Problem requirements: Can you gather every row below that contains the string "water", copying each one in full? Matches must have the same case.

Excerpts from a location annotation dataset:
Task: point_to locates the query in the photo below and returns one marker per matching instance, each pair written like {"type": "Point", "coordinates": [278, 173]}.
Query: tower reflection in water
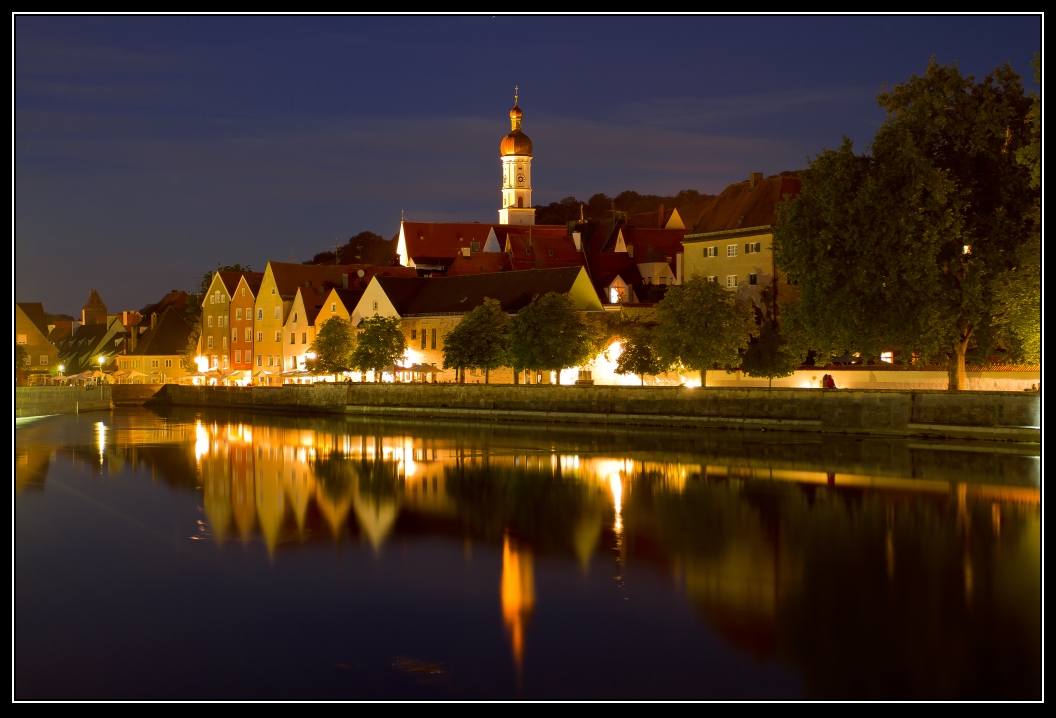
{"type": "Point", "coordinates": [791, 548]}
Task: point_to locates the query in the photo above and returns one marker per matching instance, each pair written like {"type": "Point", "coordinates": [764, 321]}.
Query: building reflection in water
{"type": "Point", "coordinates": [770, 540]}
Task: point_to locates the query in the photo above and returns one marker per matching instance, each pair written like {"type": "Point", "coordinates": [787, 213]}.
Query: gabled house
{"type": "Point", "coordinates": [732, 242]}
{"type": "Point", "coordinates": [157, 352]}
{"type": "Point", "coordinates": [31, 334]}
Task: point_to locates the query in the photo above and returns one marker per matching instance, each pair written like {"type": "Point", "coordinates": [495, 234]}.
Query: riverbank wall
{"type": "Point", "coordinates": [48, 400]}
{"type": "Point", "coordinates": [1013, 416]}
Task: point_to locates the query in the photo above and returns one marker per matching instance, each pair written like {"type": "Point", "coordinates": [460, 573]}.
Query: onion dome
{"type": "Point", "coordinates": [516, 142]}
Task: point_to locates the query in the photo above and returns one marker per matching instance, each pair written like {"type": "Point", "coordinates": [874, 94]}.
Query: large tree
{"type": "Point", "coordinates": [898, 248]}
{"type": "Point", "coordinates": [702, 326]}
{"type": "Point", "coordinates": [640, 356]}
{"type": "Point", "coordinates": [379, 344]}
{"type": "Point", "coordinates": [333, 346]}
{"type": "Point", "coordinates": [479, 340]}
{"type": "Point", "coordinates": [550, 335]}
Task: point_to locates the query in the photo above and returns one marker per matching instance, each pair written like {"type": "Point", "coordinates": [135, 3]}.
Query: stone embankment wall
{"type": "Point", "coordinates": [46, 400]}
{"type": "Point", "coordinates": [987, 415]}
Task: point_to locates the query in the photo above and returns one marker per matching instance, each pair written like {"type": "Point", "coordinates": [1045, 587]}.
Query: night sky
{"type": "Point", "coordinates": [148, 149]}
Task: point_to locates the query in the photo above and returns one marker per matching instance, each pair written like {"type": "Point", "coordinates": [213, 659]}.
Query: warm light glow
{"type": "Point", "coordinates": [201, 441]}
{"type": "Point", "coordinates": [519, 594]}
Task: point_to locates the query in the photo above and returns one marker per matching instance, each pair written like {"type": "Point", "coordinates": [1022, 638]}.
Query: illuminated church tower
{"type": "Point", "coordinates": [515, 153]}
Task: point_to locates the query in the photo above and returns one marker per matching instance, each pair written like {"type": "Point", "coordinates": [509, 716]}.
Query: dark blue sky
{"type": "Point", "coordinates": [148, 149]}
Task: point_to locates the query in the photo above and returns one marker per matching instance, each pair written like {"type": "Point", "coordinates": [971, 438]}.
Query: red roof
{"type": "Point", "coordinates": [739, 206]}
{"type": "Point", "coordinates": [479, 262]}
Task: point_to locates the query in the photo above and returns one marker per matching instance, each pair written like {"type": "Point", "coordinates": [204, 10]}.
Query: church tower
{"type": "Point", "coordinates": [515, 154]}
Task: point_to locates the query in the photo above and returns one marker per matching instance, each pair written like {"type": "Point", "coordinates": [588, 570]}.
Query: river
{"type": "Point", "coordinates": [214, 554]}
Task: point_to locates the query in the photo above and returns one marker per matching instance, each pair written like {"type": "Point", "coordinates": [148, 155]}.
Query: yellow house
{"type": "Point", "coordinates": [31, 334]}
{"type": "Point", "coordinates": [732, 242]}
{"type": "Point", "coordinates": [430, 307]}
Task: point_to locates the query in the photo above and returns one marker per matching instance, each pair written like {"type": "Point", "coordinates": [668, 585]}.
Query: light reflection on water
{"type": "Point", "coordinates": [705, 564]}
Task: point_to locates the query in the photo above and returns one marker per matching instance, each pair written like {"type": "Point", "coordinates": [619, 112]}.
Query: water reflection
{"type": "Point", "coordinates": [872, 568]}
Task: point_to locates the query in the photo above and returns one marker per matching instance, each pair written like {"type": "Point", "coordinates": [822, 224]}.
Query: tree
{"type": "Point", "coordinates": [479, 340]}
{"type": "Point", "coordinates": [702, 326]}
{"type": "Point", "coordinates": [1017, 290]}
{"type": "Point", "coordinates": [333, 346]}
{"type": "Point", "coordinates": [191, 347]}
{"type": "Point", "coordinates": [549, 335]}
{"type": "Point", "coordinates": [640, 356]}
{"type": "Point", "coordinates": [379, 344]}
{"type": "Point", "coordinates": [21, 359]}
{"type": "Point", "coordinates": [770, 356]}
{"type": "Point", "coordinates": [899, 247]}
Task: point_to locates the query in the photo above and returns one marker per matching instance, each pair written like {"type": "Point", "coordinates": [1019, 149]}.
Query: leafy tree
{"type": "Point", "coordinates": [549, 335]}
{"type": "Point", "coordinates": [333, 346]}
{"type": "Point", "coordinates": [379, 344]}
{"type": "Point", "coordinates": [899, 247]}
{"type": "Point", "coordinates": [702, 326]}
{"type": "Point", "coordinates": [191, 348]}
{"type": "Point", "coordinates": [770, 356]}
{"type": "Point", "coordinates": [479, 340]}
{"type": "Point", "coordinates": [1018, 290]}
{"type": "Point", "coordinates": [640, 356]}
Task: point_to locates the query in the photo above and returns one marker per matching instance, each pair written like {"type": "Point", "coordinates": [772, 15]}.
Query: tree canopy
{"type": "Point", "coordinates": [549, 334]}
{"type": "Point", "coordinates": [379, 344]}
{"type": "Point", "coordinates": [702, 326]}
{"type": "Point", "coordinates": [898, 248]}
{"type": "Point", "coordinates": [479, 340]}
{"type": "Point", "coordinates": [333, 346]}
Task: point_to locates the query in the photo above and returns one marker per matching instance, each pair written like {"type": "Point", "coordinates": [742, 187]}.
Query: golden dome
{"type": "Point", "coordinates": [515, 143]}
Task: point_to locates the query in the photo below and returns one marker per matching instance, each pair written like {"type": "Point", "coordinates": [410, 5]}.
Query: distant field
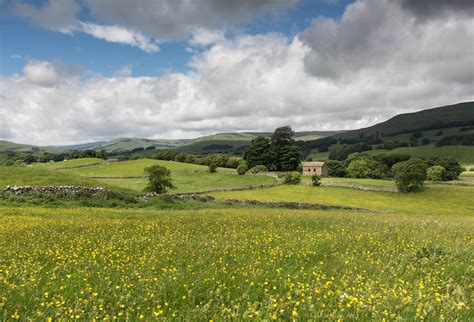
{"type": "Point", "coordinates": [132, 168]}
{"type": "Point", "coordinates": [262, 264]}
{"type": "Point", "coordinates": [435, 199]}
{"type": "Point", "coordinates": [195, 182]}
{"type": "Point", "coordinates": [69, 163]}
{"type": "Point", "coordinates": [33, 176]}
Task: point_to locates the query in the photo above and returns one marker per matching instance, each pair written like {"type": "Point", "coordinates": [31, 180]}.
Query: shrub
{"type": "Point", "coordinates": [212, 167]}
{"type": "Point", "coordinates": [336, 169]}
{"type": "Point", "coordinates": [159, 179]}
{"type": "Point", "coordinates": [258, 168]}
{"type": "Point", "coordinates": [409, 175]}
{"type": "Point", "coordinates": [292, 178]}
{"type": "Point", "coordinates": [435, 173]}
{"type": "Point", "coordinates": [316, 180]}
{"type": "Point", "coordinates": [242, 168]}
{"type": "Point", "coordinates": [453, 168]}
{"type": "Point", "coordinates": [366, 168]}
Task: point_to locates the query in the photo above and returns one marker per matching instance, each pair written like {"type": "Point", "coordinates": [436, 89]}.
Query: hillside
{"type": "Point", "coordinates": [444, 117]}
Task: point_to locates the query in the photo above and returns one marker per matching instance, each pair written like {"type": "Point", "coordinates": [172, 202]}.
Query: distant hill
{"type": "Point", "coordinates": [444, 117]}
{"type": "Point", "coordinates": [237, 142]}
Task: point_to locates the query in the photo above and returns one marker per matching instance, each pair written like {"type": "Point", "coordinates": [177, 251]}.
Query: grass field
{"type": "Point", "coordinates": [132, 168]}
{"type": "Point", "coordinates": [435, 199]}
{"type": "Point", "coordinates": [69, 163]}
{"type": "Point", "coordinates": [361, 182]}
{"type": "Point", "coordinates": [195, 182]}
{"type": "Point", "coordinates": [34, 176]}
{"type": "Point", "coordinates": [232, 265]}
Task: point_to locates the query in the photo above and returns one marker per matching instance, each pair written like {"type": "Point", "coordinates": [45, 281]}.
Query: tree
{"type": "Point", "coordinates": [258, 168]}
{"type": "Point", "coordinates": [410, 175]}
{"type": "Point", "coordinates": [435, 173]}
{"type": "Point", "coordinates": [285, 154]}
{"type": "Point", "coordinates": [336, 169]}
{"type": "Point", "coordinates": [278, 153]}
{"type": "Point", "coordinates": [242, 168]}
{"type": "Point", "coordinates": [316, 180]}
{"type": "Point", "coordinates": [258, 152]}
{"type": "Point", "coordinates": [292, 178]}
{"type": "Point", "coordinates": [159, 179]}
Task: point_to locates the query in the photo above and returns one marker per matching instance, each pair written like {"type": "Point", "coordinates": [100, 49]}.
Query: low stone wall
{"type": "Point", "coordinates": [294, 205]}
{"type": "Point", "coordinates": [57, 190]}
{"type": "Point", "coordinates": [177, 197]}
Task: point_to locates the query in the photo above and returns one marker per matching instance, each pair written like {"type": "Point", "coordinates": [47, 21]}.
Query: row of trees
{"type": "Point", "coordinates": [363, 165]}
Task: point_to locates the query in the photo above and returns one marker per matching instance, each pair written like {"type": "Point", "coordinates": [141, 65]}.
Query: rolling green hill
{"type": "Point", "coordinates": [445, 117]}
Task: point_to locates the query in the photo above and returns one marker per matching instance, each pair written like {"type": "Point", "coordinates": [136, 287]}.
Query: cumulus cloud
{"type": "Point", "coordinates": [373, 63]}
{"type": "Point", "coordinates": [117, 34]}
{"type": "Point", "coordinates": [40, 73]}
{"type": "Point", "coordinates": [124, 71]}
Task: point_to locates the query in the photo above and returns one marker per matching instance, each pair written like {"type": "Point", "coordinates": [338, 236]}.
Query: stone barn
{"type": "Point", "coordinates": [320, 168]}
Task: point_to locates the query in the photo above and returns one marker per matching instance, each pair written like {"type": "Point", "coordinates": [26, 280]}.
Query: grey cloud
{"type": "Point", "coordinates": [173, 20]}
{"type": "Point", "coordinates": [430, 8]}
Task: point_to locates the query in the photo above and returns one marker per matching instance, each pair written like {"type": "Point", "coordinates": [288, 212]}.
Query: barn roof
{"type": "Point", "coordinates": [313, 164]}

--

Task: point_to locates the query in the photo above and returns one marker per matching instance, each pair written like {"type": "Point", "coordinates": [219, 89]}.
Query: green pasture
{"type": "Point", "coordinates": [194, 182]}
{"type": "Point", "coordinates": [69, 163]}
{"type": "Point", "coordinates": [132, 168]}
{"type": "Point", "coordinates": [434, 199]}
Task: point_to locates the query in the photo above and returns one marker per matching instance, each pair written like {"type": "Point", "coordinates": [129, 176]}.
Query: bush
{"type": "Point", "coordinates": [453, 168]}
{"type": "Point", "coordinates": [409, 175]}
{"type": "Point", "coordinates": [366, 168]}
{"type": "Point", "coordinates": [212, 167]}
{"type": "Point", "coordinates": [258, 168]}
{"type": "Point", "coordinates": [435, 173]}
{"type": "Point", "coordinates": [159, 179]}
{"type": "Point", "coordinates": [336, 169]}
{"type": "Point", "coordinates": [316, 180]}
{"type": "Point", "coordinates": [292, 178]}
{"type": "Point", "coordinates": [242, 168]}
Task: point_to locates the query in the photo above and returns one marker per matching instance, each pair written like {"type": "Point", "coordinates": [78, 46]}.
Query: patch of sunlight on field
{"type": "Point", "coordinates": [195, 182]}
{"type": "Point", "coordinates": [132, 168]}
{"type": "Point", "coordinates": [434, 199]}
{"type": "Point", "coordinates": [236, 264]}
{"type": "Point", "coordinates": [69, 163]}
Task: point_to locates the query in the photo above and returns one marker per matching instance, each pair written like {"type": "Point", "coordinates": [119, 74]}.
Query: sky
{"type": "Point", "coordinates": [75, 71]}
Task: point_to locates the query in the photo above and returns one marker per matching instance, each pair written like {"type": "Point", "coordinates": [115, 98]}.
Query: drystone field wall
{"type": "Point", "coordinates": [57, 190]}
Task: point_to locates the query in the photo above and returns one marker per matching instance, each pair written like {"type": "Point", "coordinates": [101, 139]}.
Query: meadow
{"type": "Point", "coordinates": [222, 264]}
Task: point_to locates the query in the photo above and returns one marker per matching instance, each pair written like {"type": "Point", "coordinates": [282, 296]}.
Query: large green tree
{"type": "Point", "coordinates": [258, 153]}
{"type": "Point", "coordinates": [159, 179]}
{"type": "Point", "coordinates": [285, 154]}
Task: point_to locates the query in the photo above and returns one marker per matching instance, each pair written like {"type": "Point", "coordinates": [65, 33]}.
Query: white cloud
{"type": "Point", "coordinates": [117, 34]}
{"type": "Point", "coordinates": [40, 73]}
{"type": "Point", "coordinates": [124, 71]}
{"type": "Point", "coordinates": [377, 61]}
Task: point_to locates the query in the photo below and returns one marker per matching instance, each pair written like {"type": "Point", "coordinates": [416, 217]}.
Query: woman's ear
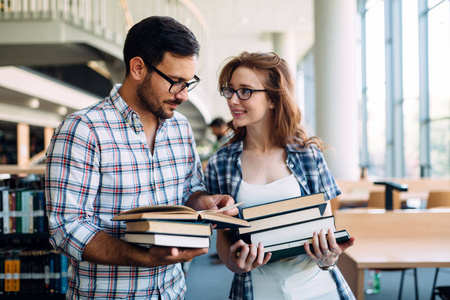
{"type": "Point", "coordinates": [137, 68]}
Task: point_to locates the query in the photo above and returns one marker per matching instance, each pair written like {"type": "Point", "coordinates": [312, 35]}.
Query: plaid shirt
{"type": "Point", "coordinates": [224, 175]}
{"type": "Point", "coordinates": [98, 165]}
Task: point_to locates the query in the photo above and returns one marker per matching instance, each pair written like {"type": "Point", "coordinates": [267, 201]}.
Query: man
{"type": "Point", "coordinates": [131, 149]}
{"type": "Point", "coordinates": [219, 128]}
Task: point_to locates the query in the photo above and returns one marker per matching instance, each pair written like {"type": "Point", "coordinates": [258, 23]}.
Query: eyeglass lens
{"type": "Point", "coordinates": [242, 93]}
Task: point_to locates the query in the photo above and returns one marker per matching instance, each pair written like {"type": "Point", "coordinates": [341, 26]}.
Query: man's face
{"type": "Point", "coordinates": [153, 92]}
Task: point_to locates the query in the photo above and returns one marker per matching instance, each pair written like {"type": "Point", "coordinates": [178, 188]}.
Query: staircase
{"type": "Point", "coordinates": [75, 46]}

---

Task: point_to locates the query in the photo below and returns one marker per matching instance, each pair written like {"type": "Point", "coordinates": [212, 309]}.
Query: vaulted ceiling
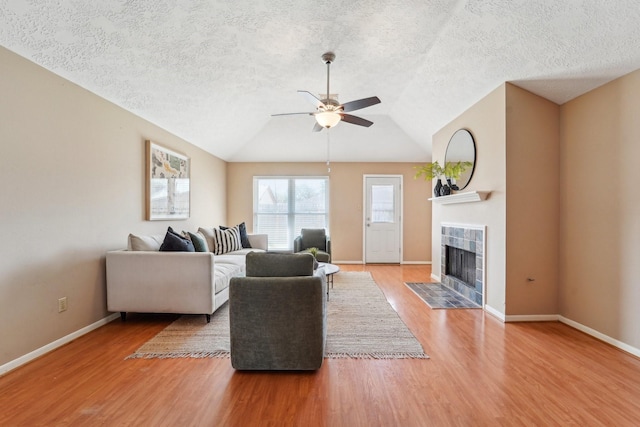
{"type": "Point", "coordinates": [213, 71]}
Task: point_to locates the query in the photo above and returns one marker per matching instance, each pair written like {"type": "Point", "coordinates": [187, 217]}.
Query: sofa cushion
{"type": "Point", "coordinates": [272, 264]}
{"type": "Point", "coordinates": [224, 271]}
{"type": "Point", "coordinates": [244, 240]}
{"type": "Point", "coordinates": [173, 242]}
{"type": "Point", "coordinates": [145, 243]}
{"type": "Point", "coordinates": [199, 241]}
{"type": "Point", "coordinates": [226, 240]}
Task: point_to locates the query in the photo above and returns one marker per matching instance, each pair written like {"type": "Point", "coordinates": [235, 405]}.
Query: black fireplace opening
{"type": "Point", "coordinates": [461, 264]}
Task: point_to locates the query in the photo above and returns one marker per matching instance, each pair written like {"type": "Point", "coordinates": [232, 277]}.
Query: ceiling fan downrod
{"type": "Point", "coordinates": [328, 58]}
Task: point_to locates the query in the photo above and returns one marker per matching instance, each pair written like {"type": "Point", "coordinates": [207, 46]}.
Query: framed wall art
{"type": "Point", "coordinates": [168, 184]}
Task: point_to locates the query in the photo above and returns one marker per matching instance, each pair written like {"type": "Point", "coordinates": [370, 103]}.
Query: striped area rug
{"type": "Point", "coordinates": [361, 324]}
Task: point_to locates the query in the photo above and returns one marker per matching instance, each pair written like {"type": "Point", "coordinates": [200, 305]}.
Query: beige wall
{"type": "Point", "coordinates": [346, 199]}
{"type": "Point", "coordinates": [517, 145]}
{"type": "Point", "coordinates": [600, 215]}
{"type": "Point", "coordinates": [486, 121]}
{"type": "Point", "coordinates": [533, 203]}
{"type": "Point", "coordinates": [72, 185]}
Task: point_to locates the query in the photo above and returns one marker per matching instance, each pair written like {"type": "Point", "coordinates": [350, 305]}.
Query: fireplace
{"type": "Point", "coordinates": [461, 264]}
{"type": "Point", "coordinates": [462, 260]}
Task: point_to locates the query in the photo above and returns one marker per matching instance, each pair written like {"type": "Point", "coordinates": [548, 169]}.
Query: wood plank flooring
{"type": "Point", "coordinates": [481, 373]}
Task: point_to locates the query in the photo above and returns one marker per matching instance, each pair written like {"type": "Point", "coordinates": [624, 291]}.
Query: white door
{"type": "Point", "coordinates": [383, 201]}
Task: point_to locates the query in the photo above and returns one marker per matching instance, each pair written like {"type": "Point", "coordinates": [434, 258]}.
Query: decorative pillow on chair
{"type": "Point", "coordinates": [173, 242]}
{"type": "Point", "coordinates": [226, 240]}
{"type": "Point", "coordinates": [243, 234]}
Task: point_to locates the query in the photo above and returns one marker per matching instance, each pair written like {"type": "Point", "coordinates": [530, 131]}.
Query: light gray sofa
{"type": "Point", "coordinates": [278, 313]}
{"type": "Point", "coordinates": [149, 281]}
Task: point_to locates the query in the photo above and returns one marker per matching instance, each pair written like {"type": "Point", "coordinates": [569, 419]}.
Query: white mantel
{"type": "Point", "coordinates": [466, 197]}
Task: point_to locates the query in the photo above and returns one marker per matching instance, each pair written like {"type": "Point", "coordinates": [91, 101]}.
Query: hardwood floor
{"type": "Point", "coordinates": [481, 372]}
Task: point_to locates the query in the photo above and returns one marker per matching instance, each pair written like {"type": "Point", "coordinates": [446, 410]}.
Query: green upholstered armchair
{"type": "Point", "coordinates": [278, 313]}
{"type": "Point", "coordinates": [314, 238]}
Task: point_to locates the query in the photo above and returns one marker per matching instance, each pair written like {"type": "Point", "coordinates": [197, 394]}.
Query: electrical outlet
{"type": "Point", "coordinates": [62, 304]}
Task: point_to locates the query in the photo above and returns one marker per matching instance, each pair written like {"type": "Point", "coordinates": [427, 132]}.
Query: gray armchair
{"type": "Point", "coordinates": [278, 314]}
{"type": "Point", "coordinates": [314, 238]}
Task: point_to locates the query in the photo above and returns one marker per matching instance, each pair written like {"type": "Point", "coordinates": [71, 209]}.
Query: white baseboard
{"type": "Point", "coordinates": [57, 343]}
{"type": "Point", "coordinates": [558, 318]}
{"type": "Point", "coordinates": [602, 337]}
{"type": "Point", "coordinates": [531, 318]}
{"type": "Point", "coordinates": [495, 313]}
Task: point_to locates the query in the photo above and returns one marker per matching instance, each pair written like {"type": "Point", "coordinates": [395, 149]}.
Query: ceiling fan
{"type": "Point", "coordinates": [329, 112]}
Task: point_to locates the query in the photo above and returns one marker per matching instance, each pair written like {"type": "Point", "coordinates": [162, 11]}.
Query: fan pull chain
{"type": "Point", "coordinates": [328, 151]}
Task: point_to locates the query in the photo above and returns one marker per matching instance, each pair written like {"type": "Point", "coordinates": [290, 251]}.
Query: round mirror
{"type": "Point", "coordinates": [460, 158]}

Written answer:
Query: tower reflection in water
Query: building reflection in water
Query: light reflection on water
Query: water reflection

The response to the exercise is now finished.